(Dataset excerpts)

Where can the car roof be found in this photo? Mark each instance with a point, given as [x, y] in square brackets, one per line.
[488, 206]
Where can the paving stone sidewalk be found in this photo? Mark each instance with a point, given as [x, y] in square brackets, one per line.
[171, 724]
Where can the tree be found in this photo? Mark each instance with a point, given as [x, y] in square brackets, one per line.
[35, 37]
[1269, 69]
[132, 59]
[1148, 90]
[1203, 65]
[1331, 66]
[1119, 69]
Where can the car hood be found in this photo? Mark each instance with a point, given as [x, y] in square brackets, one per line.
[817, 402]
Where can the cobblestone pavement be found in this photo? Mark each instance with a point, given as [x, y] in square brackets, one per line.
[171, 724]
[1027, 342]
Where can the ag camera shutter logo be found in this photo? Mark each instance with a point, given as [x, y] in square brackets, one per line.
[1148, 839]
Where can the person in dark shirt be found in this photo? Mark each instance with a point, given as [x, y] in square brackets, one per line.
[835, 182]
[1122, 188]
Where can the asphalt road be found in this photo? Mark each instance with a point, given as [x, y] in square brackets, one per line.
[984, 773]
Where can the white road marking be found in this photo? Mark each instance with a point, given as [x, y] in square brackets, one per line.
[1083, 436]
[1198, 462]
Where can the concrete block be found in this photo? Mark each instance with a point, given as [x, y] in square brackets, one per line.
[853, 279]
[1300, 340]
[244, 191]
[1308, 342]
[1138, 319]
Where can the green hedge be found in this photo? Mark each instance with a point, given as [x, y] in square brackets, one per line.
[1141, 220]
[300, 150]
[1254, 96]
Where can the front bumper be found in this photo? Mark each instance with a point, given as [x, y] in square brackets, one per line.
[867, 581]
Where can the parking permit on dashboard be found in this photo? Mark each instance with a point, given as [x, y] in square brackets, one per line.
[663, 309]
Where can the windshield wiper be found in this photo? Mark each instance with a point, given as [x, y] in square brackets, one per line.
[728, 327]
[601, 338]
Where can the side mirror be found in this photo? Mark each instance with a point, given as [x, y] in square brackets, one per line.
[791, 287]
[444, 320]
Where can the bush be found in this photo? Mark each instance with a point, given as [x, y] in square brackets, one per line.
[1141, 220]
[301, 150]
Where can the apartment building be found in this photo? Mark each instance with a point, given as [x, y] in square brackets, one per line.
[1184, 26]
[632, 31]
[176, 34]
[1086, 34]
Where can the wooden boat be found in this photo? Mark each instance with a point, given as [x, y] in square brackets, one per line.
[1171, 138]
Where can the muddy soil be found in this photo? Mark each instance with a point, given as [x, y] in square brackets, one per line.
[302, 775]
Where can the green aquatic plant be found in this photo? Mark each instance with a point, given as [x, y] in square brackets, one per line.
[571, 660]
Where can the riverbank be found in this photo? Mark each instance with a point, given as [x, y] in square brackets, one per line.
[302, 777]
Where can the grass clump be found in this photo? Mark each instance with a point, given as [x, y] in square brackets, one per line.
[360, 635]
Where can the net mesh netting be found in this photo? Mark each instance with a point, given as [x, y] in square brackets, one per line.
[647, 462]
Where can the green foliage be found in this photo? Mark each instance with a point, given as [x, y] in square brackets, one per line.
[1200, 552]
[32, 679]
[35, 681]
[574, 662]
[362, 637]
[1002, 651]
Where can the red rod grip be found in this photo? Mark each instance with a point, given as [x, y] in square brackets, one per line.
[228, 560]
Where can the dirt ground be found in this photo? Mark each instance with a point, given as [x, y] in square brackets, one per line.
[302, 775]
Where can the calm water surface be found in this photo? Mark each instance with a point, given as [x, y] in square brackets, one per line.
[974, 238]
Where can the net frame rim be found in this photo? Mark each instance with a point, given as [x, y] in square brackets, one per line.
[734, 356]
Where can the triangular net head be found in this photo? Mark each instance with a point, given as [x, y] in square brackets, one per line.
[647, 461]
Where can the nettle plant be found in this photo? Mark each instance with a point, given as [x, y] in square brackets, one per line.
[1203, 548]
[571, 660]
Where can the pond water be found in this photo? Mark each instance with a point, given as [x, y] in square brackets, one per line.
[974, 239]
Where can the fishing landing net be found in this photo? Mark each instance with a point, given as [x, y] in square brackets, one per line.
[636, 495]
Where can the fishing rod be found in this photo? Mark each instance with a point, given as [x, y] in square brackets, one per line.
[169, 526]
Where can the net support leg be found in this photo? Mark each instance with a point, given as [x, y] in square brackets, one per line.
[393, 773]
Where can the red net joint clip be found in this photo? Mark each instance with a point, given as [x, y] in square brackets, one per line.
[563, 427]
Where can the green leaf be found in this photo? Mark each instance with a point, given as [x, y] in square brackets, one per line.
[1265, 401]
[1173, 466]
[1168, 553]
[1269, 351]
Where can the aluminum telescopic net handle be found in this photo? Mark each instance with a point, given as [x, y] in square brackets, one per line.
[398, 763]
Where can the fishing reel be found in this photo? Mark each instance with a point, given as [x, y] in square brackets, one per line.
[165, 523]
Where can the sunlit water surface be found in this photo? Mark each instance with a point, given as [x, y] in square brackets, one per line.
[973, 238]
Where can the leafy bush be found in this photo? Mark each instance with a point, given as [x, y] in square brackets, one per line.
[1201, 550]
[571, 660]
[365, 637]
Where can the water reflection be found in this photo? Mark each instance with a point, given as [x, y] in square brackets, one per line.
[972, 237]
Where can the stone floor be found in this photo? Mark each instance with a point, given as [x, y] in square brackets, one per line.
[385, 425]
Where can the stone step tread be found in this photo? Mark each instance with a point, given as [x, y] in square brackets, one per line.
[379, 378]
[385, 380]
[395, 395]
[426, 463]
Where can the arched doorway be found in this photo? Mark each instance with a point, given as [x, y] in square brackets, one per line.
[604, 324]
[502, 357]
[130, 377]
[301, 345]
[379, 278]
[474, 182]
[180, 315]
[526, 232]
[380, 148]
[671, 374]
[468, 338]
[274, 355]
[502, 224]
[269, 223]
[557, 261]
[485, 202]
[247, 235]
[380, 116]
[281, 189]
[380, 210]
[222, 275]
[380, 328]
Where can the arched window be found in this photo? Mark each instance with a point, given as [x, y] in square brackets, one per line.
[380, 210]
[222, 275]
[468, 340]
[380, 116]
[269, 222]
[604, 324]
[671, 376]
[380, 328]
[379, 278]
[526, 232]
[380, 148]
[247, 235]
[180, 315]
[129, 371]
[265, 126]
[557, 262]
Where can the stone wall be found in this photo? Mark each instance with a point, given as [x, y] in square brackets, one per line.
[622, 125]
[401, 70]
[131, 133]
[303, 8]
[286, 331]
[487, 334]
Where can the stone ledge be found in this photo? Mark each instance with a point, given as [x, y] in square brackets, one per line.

◆ WORK REQUIRED
The records need to be set down again without a single difference.

◆ YOUR RESPONSE
Where can the car roof be found in this photo? Mark each instance with a point, given as [x, y] in square brackets, one per line.
[488, 206]
Where can the paving stone sidewalk be found in this photo? Mark each instance with a point, given as [x, y] in square brackets, one per line.
[171, 724]
Where can the tree be found in this photo? Mark each instance with a point, given as [x, y] in square brackets, one per line.
[35, 37]
[1269, 69]
[132, 59]
[1148, 90]
[1203, 65]
[1331, 66]
[1119, 69]
Where can the car hood be found in this photo? Mark each instance with a point, given as [x, y] in square brackets, one per line.
[817, 402]
Where can the cobblestone pavement be found in this photo? Mark each instance with a point, given as [x, y] in square brackets, one per line.
[171, 724]
[1027, 342]
Where can the ag camera shutter logo be found in this photo? Mark each instance with a point, given as [x, y] in square brackets, one per line.
[1148, 839]
Where can the person in dark shirt be found in this photo? Mark each instance with a point, given as [x, y] in square brackets, one per line.
[835, 182]
[1122, 188]
Where can the asphalt road be found in this photo? Mark each instance with a point, given as [x, y] in square brackets, one per line.
[984, 773]
Where can the white road marking be found in this photo? Mark each instance with a point, given as [x, y] in square brackets, one per line.
[1083, 436]
[1198, 462]
Where can the concrete block be found in this photo? Mark each instance with a point, given as [x, y] in square brackets, one per line.
[853, 279]
[1300, 340]
[244, 191]
[1308, 342]
[1138, 319]
Where can the green hedge be found in this photo? Mark each instance with a point, given as [x, y] in square brackets, one per line.
[1141, 220]
[300, 150]
[1254, 96]
Where can the front bumper be found in this photo? Mark each instance with a point, given as [x, y] in square brackets, one per line.
[867, 581]
Where can the parking permit on dashboard be found in this photo? Mark each instance with a point, given as [x, y] in square brackets, one per line.
[663, 309]
Where can the windshield wiper be found in this photo? Mark each instance with a point, given as [x, y] in square brackets, one per line.
[728, 327]
[601, 338]
Where can the side mirror be found in this photo? Mark each instance with a point, given as [x, y] in square brackets, one per line.
[791, 287]
[444, 320]
Where can the bush be found in this photo? Mark each instance with a point, given as [x, y] in square brackets, one per line.
[1141, 220]
[301, 150]
Where can the apartment building be found in this photo? Mark each instance with a point, given as [x, y] in square brackets, one per line.
[1184, 26]
[632, 31]
[176, 34]
[1086, 34]
Where can the wooden boat be found in this photo? Mark each instance with a point, given as [x, y] in square brackets, one per line.
[1171, 138]
Where can the muddy soil be found in this photo? Mark each instance with a point, given as [x, y] in square brackets, one per line.
[302, 775]
Where can the green aquatic plant be found in this photo? Mark each instance with a point, given as [x, y] in square brackets, one per line.
[571, 660]
Where can the riverbank be found in this photo? Mark each instance with a point, given as [x, y] in square brackets, one per line.
[302, 777]
Where can the grass clump be found in this photo? Mark each instance with a point, given as [x, y] in square brackets, one per line.
[360, 635]
Where can the net mesh netting be found in this photo? Mark each instance with a point, given as [x, y] in square brackets, one per line.
[647, 462]
Where can the green foliage be found in this photo? Mark each instance with a point, given as [x, y] in square brackets, one per line.
[1200, 552]
[32, 679]
[35, 681]
[574, 662]
[362, 637]
[1002, 651]
Where can the red rod grip be found in this photo? Mark each instance with a point, given as [x, y] in square brackets, one per line.
[228, 560]
Where can the dirt ground be found in this photo? Mark each instance with a point, given as [x, y] in square brackets, one per line.
[302, 775]
Where can the calm water surface be found in this photo? Mark each instance with a point, given as [x, y] in square brackets, one per line.
[974, 238]
Where can the net frame rim be found in this photo? Mark each instance with a point, given as [x, y] in square brackets, one per line.
[734, 356]
Where can the triangular net head be found in this photo? Mark each instance with a point, given as [x, y] in square brackets, one per line.
[647, 461]
Where can the nettle plant be found in this photo? Mark each instance with a point, given as [x, y] in square brackets, one per line.
[1203, 548]
[571, 660]
Where can the pond water be found in this photo? Mark each instance with a point, given as [x, y] in square brackets, one per line.
[974, 239]
Where can the fishing landing net be found in this photo? Mark each instance with a point, given as [x, y] in square brackets, one per line.
[636, 495]
Where can the fishing rod be found in this photo? Mark each instance with a point, given as [x, y] in square brackets, one per line.
[169, 526]
Where can the net support leg be found in this photo? Mark each instance with a point, given as [x, y] in square brackets, one per line.
[393, 773]
Where can the red net joint clip be found in this photo? Mark each instance with a point, given as [x, y] in square brackets, one per line.
[563, 427]
Where can the green leaf be found in this photo? Mark each instance with a point, given as [x, y] in square brackets, one per line.
[1265, 401]
[1173, 466]
[1168, 553]
[1269, 351]
Where can the aluminum telescopic net handle be found in this photo? Mark each instance with a point, given as [x, y] in square brackets, one per line.
[398, 763]
Where can the fishing reel be found in this photo? Mark each instance with a point, given as [x, y] in square brackets, one per line.
[165, 523]
Where can the sunlit water surface be found in this photo? Mark each instance with a point, given as [x, y] in square brackets, one per line.
[973, 238]
Where can the leafy bush be found in this photo? Mark each instance with a point, given as [x, y] in square brackets, one per line.
[1201, 550]
[571, 660]
[365, 637]
Where can the water reflection be found in this photo? Mark each instance with a point, given as [x, y] in square brackets, one per line.
[972, 237]
Where can the stone floor be found in this photo? Mark each instance with a point, given as [x, y] in square brackets, one per line.
[385, 425]
Where can the stone step tread be found in this photo? Mark each instance with a point, given as [x, y] in square brackets, one per line.
[379, 378]
[385, 380]
[395, 395]
[426, 463]
Where can the arched doorway be found in this photo? Mark each instance with a point, given as [x, y] in square brackets, one per line.
[604, 324]
[502, 357]
[130, 377]
[301, 345]
[379, 278]
[474, 182]
[180, 315]
[526, 232]
[380, 148]
[671, 374]
[468, 338]
[274, 355]
[502, 224]
[269, 223]
[557, 261]
[485, 202]
[247, 235]
[380, 116]
[281, 189]
[380, 210]
[222, 275]
[380, 328]
Where can the arched window be found in this photo? Mark each instance with a point, given as [x, y] in square brackets, one per line.
[380, 210]
[222, 275]
[468, 340]
[380, 116]
[269, 222]
[604, 324]
[671, 376]
[380, 328]
[379, 278]
[526, 232]
[380, 148]
[247, 235]
[180, 315]
[129, 371]
[265, 126]
[557, 262]
Where can the stone wall be found in this photo? Mark each instance with a point, given as [x, y] in square brackets, one per line.
[622, 125]
[401, 70]
[131, 133]
[303, 8]
[286, 331]
[487, 334]
Where can the stone ledge be found in this photo? Mark each instance with a point, given as [x, y] in square brackets, one per line.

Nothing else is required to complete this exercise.